* TEXT FOR ANALYSIS
# # #

The Independents Helen Brown felt that the song was "charged with a tense ennui that proves a perfect fit for the present lockdown", referencing the lockdown put into place in the United States due to the COVID-19 pandemic. On the song, Casablancas swaps between using crooning vocals and falsetto. Similar to other songs on The New Abnormal, "The Adults Are Talking" closes with a 15-second outro of studio chatter leading into the album's following track, "Selfless".

==Release==
The Strokes debuted "The Adults Are Talking" at a concert on May 13, 2019, at the Wiltern Theatre in Los Angeles, almost a year prior to its release in studio form. The song was also a part of their setlist during their performance at a Durham, New Hampshire, rally for then-US presidential candidate Bernie Sanders on February 10, 2020. "The Adults Are Talking" received its first release in studio form as the opening track on the Strokes' sixth studio album, The New Abnormal, released on April 10, 2020, through Cult and RCA Records. The band performed the song, as well as "Bad Decisions", during the October 31, 2020, episode of Saturday Night Lives 46th season. "The Adults Are Talking" was later released as a radio play single, impacting alternative radio stations, on November 3, 2020.

# # #

* DATASET RECORDS
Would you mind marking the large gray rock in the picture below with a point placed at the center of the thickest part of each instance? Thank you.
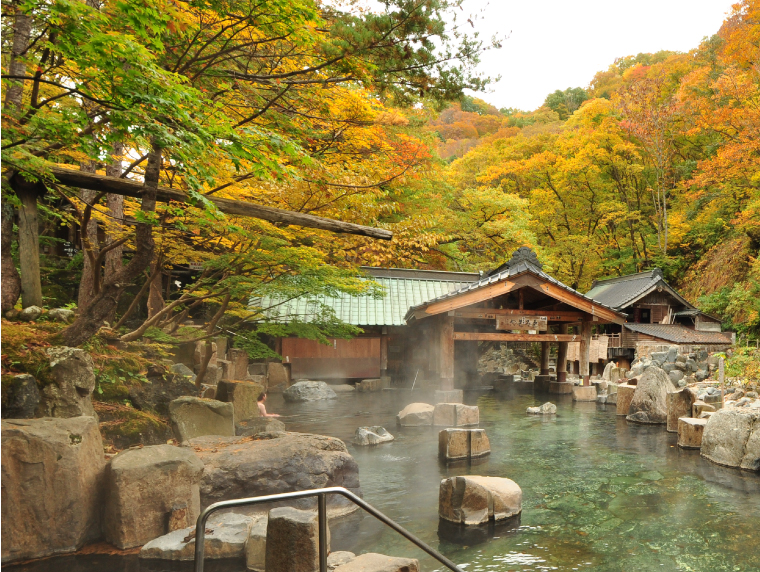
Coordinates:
(70, 393)
(372, 436)
(240, 467)
(259, 425)
(243, 395)
(256, 547)
(679, 405)
(547, 408)
(161, 389)
(52, 477)
(143, 487)
(732, 438)
(226, 537)
(649, 403)
(455, 415)
(676, 376)
(373, 562)
(309, 391)
(293, 541)
(30, 313)
(476, 500)
(195, 417)
(457, 444)
(416, 415)
(184, 371)
(21, 398)
(278, 376)
(62, 315)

# # #

* WHAT YOU NEED TO DO
A. According to the text about "The Adults Are Talking," where and when did the Strokes first perform the song?
B. Write the next part of the text about the Strokes song "The Adults Are Talking," continuing after its final sentence.
The data is separate material and has no connection to the text about the song.

* EXPECTED OUTPUTS
A. At the Wiltern Theatre in Los Angeles on May 13, 2019.

B.
===Music video===
The band released a music video for the song on December 1, 2020, after releasing a teaser for it the day prior. It was directed by longtime Strokes collaborator Roman Coppola, who directed four music videos released from Is This It as well as a music video for their song "12:51" from Room on Fire (2003). The video depicts a game of baseball between the members of the Strokes and a team of highly skilled robots. For the video, the band wore custom-designed Strokes baseball uniforms. American musician Beck also makes a cameo appearance in the video as a base coach for the band. In the latter half of the video, a dramatic sequence of events ensues, beginning with Julian Casablancas being hit by a pitch. Afterward, Nikolai Fraiture hits a ball deep into the outfield, bringing Casablancas across the bases to score the band their first run of the game. The camera cuts to the stadium's scoreboard to show the band now losing 56–1 to the robots, but the band go on to celebrate the run emphatically as if they had just won the game.

== Reception ==

=== Critical response ===
The New York Times ranked "The Adults Are Talking" as the 19th best song of 2020.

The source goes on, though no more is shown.